## Work instructions
Look below for the line containing "parked car -> box"; from there through the line containing "riverside tree -> box", both lines included, please set down each line exactly and nothing else.

## Records for this exercise
━━━━━━━━━━
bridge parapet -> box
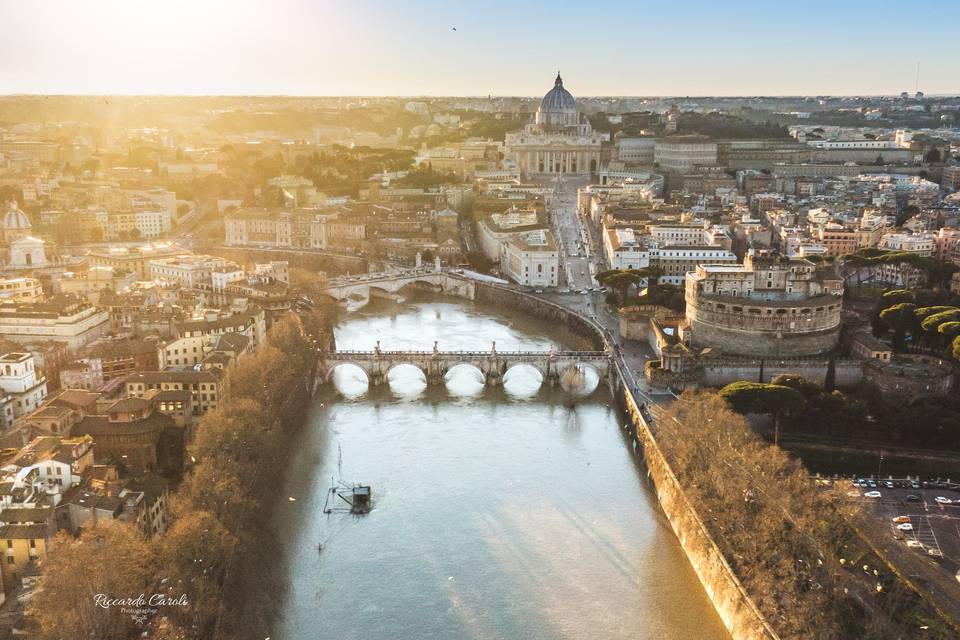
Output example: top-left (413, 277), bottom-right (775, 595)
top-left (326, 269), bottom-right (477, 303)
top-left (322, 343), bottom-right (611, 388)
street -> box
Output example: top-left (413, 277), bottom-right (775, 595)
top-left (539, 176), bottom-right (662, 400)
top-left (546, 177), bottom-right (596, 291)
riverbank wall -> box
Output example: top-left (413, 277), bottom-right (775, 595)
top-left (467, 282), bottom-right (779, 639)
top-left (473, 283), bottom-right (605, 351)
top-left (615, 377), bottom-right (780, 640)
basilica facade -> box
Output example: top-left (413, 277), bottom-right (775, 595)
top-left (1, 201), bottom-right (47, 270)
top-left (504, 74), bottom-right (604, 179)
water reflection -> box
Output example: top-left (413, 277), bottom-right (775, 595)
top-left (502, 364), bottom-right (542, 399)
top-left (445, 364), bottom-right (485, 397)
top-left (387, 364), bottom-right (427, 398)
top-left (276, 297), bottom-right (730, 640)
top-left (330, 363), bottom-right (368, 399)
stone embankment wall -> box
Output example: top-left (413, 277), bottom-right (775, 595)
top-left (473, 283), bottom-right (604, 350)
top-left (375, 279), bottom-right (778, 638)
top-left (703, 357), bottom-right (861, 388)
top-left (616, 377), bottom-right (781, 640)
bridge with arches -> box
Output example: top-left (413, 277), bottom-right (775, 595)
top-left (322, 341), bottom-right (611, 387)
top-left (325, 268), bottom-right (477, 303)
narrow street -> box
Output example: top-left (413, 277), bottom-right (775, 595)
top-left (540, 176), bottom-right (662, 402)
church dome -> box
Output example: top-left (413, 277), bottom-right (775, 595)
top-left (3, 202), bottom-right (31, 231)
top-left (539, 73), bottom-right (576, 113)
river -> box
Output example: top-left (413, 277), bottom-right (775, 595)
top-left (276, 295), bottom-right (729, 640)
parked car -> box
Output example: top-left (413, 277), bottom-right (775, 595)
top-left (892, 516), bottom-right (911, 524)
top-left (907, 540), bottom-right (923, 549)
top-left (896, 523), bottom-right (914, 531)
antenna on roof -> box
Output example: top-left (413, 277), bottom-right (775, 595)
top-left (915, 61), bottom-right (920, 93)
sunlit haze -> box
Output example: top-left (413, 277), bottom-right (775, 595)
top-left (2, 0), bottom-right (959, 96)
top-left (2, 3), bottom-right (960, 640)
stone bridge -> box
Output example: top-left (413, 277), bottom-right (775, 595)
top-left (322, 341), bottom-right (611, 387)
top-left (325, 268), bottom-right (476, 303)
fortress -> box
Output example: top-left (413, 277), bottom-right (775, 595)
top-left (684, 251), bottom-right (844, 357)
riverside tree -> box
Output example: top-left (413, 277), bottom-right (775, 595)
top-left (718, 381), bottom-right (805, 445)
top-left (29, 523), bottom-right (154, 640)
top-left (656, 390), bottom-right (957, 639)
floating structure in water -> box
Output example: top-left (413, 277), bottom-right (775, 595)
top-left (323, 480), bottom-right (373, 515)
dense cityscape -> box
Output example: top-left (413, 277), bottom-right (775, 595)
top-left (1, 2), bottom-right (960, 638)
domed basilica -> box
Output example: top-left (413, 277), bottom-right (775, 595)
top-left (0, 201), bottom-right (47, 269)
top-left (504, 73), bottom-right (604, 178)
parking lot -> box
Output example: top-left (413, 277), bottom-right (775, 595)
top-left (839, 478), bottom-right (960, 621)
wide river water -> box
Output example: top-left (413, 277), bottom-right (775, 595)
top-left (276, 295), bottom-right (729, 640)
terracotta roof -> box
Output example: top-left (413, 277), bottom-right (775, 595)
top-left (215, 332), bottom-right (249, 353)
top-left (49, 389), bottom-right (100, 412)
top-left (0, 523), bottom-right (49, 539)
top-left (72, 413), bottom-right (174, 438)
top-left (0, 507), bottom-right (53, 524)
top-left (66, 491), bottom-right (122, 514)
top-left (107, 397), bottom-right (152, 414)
━━━━━━━━━━
## Response for this exercise
parked car -> box
Output example: top-left (413, 277), bottom-right (775, 595)
top-left (892, 516), bottom-right (911, 524)
top-left (907, 540), bottom-right (923, 549)
top-left (896, 523), bottom-right (914, 531)
antenna on roof -> box
Output example: top-left (413, 277), bottom-right (775, 595)
top-left (915, 61), bottom-right (920, 93)
sunlit haze -> box
Output example: top-left (413, 277), bottom-right (775, 595)
top-left (2, 0), bottom-right (959, 96)
top-left (2, 3), bottom-right (960, 640)
stone bridge -> box
Output example: top-left (413, 277), bottom-right (775, 595)
top-left (322, 341), bottom-right (611, 387)
top-left (325, 268), bottom-right (476, 303)
fortress -> box
Output example: top-left (413, 277), bottom-right (775, 595)
top-left (684, 251), bottom-right (844, 357)
riverside tree -> box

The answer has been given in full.